> **Your goal**:
The records follow. Print, word for word, the first line through the "Find one point per instance of the reflection" line.

[Natural-language object grounding data]
◇ ◇ ◇ ◇ ◇

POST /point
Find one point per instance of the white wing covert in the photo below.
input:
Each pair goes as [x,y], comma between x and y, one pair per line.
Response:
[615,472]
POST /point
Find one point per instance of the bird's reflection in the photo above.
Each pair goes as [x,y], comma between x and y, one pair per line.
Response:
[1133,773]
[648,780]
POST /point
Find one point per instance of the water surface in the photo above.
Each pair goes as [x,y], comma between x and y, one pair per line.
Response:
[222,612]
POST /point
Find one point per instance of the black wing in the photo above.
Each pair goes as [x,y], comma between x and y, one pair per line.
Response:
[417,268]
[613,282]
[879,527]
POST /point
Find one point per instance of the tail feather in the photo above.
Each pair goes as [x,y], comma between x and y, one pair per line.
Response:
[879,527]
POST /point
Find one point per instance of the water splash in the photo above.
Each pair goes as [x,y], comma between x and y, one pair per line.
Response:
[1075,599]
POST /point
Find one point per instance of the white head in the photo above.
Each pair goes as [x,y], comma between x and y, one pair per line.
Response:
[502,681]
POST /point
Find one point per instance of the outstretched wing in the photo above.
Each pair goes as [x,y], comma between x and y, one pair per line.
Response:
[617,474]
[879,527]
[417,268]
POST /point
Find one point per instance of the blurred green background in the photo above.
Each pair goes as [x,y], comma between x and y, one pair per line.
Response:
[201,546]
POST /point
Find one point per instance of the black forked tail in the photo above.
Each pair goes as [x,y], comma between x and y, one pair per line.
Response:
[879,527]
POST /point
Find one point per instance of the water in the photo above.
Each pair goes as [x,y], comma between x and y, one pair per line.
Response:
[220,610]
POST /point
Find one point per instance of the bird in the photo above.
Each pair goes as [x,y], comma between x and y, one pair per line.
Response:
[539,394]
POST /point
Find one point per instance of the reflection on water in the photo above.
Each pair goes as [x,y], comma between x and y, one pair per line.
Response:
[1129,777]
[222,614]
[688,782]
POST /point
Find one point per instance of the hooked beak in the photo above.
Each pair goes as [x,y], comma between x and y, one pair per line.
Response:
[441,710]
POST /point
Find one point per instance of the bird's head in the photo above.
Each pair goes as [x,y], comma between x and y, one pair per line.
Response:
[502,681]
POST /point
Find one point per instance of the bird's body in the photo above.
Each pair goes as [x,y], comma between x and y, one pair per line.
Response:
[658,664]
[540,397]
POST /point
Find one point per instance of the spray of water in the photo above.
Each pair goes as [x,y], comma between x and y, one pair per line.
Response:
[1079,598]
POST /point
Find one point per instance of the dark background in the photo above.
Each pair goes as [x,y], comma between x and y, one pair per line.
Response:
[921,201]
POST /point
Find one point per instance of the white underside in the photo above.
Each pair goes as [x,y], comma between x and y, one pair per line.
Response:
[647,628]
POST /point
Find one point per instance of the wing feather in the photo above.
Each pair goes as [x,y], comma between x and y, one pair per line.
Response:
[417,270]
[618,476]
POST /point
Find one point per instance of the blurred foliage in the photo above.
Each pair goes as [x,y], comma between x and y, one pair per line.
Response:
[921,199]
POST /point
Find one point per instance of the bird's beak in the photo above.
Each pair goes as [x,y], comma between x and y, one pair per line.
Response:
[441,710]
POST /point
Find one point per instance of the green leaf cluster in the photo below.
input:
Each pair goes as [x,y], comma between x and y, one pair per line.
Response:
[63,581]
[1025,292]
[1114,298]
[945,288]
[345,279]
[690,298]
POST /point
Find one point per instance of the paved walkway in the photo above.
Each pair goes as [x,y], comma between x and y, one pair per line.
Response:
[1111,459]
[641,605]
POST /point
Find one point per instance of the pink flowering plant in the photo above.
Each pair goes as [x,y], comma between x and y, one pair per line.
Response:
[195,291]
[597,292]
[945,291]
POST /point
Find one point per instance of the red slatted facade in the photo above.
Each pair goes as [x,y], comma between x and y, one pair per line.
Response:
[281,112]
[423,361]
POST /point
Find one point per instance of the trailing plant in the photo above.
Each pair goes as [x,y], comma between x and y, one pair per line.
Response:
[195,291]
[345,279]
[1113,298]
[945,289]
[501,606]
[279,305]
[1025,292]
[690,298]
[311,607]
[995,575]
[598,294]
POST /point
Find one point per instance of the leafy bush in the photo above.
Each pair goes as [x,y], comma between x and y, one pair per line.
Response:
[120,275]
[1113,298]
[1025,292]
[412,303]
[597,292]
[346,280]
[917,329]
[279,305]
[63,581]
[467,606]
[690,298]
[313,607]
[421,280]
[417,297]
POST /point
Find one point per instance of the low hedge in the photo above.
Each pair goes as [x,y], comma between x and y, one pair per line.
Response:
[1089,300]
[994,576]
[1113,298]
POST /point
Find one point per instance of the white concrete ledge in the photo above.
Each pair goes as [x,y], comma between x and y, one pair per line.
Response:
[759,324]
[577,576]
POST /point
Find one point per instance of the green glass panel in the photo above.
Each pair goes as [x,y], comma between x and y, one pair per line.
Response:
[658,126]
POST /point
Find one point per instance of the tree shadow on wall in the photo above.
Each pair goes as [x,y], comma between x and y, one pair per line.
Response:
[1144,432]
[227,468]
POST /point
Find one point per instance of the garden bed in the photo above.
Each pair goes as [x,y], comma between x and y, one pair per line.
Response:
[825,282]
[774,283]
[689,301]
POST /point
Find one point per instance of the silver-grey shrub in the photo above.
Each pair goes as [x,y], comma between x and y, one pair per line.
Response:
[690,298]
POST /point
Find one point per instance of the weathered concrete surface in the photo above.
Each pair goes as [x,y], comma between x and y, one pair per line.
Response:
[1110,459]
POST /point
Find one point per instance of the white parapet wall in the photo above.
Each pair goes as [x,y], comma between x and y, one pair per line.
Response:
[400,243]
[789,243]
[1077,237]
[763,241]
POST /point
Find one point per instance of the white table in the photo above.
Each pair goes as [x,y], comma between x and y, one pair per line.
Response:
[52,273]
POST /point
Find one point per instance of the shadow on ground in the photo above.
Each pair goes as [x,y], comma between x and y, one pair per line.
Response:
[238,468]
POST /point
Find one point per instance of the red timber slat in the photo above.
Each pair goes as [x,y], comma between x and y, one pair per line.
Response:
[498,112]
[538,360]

◇ ◇ ◇ ◇ ◇

> **Exercise answer**:
POST /point
Find one point per instance of the white wing covert in the photo below.
input:
Each pair goes as [x,y], comma between x and y, one pair per line.
Response:
[615,472]
POST /point
Find one point per instance of the bird's reflection in the photo above.
Each pair goes as [x,y], comma between x and y, one pair per line.
Response:
[1133,773]
[648,780]
POST /point
Find one point per instance of the water surface in the photo above.
Each pair goes as [x,y], comma between x and y, one pair per line.
Response:
[222,612]
POST /point
Find one point per instance of the black wing in the photo above.
Each pair goes as [x,y], comma between x and y, one pair per line.
Response:
[417,268]
[613,282]
[879,527]
POST /point
Find one point per instance of the tail feather in the photo above.
Each pair goes as [x,y], comma between x and y, one pair per line.
Response:
[879,527]
POST /point
Find one point per instance of the water splash in the photo above.
Each pair goes as [x,y], comma between x and y, one pair per line.
Response:
[1075,599]
POST /point
Find one point per instance of the white head in the photo above.
Each pair goes as [x,y], comma between x and y, one pair per line.
Response:
[502,681]
POST /point
Find one point per instance of the outstretched wing in the photo above.
Each pair goes as [x,y], comma between x and y, one pair per line.
Response:
[617,474]
[879,527]
[417,268]
POST /point
Find one point per instance of the blurred green background in the photo above.
Each pair goes as [x,y], comma between x and y, one pair per line.
Response:
[201,546]
POST /point
Find one point per instance of the black forked tail in the photo above.
Each pair goes as [x,y], comma between x and y, one pair per line.
Response:
[879,527]
POST /point
Find one point per instance of the water in the photo above.
Each pair goes as [x,y], comma between x and y, one pair per line.
Response:
[220,610]
POST /point
Find one point per instance of the bird in the photo above.
Each pair goes as [x,y], comma between x and y, one pair per line.
Response:
[539,394]
POST /point
Find one point per instance of the reflection on water in the photo above.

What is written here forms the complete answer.